>> begin

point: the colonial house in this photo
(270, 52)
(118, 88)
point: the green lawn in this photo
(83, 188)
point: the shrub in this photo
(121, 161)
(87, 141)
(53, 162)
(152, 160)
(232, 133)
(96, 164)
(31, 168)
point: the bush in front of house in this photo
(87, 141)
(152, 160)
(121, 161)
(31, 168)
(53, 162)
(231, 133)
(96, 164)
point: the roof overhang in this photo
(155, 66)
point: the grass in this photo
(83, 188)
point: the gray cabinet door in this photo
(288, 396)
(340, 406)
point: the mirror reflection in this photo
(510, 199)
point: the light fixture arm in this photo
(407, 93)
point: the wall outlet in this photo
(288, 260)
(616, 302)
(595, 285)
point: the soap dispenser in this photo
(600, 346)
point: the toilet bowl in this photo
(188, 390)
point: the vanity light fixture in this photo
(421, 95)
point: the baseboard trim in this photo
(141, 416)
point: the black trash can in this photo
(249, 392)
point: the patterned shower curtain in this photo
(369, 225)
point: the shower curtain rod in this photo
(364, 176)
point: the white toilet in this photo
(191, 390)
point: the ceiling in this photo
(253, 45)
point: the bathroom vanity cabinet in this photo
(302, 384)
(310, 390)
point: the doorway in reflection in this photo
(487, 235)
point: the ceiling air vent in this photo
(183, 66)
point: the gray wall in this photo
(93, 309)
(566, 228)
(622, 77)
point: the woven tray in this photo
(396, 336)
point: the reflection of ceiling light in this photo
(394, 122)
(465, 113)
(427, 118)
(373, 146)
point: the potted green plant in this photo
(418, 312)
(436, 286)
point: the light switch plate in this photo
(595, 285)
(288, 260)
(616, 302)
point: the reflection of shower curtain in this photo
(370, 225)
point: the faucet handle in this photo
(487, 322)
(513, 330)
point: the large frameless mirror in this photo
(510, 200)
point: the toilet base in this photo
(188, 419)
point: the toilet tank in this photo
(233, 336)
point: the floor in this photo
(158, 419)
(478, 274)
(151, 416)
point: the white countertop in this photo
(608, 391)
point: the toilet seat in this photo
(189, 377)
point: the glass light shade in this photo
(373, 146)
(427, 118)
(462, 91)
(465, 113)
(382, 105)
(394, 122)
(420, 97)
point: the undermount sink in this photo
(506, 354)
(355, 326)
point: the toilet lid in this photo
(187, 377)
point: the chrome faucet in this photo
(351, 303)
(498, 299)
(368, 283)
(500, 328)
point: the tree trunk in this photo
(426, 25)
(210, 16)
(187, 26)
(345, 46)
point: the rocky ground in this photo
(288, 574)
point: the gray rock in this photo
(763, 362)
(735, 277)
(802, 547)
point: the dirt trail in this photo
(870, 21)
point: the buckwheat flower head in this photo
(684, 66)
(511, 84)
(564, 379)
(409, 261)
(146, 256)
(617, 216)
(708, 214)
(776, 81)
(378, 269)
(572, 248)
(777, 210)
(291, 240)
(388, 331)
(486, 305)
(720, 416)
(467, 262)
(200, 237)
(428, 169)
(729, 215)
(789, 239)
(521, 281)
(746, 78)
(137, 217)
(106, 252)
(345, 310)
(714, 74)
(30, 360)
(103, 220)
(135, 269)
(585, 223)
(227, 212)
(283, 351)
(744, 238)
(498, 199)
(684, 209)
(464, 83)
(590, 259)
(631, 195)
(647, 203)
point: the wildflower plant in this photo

>> end

Your instructions
Extract these lines, reproducing the listing verbatim.

Task solution
point: the colonial house in this photo
(270, 52)
(118, 88)
point: the green lawn in this photo
(83, 188)
point: the shrub in this photo
(121, 161)
(87, 141)
(53, 162)
(152, 160)
(232, 133)
(96, 164)
(31, 168)
point: the bush in front of house in this photo
(87, 141)
(152, 160)
(121, 161)
(31, 168)
(53, 162)
(231, 133)
(96, 164)
point: the roof overhang in this photo
(155, 66)
point: the grass in this photo
(83, 188)
point: the gray cabinet door in this photo
(288, 396)
(340, 406)
point: the mirror reflection in this photo
(510, 199)
point: the light fixture arm in this photo
(407, 93)
point: the wall outlet in this photo
(288, 260)
(616, 302)
(595, 285)
point: the soap dispenser in this photo
(600, 346)
point: the toilet bowl in this photo
(188, 390)
point: the vanity light fixture in this photo
(421, 95)
point: the baseboard trim in this photo
(141, 416)
point: the black trash can in this photo
(249, 392)
point: the patterned shower curtain in this photo
(369, 225)
point: the shower curtain rod in this photo
(364, 176)
point: the white toilet in this photo
(191, 390)
point: the ceiling in this photo
(253, 45)
point: the bathroom vanity cabinet in this photo
(302, 384)
(310, 390)
point: the doorway in reflection in this photo
(487, 235)
point: the ceiling air vent in this photo
(183, 66)
point: the gray wall in this photo
(93, 309)
(566, 228)
(622, 77)
point: the woven tray in this photo
(396, 336)
point: the reflection of ceiling light in this photo
(394, 122)
(465, 113)
(427, 118)
(373, 146)
point: the potted green plant in this photo
(418, 312)
(436, 286)
point: the light switch plate in this photo
(595, 285)
(288, 260)
(616, 302)
point: the reflection of shower curtain in this photo
(370, 225)
point: the faucet handle in this photo
(487, 322)
(513, 330)
point: the large frameless mirror in this photo
(510, 200)
point: the toilet base in this photo
(188, 419)
point: the toilet tank in this photo
(233, 336)
point: the floor in this photo
(158, 419)
(478, 274)
(151, 416)
point: the white countertop in this photo
(608, 391)
point: the toilet seat in this photo
(189, 377)
point: the glass light shade in this photo
(373, 146)
(427, 118)
(462, 91)
(465, 113)
(382, 105)
(394, 122)
(420, 97)
point: the undermount sink in this photo
(506, 354)
(355, 326)
point: the toilet lid in this photo
(187, 377)
point: the chrome faucet in this photo
(351, 303)
(498, 299)
(368, 283)
(500, 328)
point: the tree trunk in this photo
(426, 25)
(210, 16)
(187, 26)
(345, 46)
point: the rocky ground in this photo
(288, 574)
point: the gray rock in this photo
(763, 362)
(735, 277)
(802, 547)
point: the dirt trail in this photo
(870, 21)
point: the buckwheat flower head in this photo
(684, 66)
(511, 84)
(564, 379)
(409, 261)
(146, 256)
(617, 216)
(708, 214)
(776, 81)
(378, 269)
(572, 248)
(777, 210)
(291, 240)
(388, 331)
(486, 305)
(720, 416)
(467, 262)
(200, 237)
(428, 169)
(729, 215)
(789, 239)
(521, 281)
(746, 78)
(137, 217)
(106, 252)
(345, 310)
(714, 74)
(30, 360)
(103, 220)
(135, 269)
(585, 223)
(227, 212)
(283, 351)
(744, 238)
(498, 199)
(684, 209)
(464, 83)
(590, 259)
(631, 195)
(647, 203)
point: the wildflower plant in this photo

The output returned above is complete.